* **Given exercise**
Count the lines in the rows below that contain the word "throughout", and reply with the number alone.

[Object outline annotations]
------------------------------
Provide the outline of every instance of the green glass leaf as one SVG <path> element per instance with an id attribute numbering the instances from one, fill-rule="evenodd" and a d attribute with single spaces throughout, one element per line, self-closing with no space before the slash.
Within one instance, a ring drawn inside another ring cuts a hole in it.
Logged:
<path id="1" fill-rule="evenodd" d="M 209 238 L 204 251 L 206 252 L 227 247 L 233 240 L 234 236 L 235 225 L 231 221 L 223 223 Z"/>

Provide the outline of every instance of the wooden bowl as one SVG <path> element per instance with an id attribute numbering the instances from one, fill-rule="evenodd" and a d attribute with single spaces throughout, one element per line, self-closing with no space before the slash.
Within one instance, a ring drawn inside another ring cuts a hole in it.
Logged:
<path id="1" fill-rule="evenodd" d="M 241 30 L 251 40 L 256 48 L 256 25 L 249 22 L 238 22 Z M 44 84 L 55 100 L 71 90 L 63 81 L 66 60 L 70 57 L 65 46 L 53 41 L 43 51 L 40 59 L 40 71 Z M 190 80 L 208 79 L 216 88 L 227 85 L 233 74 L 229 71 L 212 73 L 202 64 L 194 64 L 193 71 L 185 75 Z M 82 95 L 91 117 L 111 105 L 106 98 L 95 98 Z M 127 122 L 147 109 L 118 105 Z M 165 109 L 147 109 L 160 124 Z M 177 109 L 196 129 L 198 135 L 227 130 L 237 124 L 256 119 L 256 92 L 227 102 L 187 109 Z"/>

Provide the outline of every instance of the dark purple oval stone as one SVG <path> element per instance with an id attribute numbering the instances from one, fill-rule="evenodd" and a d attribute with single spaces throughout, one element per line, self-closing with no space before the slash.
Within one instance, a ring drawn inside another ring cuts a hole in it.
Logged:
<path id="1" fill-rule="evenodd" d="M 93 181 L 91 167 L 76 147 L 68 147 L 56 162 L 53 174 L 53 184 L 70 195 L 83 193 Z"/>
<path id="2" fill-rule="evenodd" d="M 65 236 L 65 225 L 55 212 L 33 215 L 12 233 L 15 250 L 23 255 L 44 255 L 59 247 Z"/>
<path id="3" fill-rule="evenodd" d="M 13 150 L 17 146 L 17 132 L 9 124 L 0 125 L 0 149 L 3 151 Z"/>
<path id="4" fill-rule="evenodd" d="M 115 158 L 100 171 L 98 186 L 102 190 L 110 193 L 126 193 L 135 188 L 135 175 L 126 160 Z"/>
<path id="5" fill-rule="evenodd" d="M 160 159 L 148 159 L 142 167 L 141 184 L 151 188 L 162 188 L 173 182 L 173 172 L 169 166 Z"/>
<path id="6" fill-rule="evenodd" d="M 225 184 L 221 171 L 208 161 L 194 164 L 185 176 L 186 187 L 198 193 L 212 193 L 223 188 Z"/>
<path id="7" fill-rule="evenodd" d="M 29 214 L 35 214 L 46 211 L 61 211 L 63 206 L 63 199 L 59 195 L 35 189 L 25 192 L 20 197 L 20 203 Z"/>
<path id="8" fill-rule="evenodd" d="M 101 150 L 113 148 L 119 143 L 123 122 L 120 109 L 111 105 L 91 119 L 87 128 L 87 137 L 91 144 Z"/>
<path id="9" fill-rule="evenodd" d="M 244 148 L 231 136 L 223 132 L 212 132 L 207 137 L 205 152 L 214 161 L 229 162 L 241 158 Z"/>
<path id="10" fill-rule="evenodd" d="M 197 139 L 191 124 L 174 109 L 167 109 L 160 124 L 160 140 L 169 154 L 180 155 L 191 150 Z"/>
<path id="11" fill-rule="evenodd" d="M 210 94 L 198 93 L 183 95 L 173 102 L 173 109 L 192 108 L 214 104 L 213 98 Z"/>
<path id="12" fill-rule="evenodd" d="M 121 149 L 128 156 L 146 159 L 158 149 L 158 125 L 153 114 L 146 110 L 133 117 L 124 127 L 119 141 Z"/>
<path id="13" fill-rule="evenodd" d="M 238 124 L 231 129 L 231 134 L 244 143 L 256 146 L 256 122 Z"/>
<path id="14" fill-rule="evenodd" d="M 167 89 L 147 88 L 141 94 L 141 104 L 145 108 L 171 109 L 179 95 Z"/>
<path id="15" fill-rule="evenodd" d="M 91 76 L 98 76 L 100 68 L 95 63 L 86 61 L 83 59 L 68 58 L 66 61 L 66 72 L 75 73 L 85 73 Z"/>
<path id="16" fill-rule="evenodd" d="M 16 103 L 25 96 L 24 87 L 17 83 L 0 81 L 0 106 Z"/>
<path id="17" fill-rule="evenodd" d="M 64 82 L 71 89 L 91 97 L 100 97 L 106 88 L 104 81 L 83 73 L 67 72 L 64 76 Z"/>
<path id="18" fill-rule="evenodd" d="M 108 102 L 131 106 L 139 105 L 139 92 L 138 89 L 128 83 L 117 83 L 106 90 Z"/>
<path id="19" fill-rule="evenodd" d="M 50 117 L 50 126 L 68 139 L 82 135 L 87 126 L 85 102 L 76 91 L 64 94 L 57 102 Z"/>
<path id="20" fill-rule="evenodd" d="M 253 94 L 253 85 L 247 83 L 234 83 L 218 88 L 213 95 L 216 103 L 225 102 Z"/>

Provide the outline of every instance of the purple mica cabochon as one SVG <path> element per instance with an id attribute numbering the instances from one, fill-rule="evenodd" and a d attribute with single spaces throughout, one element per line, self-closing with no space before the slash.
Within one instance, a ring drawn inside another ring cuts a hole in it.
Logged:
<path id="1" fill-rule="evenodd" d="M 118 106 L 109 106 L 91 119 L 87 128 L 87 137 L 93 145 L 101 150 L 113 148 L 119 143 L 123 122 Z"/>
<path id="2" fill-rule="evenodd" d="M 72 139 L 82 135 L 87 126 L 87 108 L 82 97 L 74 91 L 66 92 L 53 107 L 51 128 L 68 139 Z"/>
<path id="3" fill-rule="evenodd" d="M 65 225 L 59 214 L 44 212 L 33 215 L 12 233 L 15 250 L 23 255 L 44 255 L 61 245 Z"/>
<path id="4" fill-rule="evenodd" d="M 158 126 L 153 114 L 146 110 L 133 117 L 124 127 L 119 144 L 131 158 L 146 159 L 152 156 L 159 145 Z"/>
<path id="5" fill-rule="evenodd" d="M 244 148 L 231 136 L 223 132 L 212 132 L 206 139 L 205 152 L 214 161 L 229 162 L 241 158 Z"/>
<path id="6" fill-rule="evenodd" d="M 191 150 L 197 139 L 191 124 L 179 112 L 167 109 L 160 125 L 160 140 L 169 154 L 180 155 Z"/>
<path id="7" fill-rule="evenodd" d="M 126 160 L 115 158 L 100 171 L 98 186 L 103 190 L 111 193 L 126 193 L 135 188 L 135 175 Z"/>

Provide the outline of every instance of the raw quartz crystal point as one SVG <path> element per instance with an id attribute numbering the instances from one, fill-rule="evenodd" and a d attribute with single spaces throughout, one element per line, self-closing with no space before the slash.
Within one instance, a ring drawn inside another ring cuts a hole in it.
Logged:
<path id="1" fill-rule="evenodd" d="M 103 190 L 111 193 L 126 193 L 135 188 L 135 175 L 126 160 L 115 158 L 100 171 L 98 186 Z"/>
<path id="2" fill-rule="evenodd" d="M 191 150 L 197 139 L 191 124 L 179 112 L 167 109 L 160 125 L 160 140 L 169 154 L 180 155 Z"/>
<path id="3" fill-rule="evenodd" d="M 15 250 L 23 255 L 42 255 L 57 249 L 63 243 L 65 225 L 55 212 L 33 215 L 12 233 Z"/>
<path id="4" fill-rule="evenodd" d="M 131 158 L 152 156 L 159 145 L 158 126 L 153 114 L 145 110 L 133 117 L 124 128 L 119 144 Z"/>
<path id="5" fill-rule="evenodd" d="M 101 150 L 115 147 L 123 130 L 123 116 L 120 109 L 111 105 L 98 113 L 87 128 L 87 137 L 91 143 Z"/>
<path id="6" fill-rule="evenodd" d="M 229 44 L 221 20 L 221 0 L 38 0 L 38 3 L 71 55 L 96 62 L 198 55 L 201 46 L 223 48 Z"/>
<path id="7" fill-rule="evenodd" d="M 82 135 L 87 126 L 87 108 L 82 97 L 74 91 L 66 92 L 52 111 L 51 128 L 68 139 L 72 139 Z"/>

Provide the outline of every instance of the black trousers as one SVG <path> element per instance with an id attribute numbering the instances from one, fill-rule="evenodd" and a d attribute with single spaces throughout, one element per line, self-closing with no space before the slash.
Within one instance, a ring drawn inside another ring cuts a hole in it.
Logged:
------------------------------
* **Problem solution**
6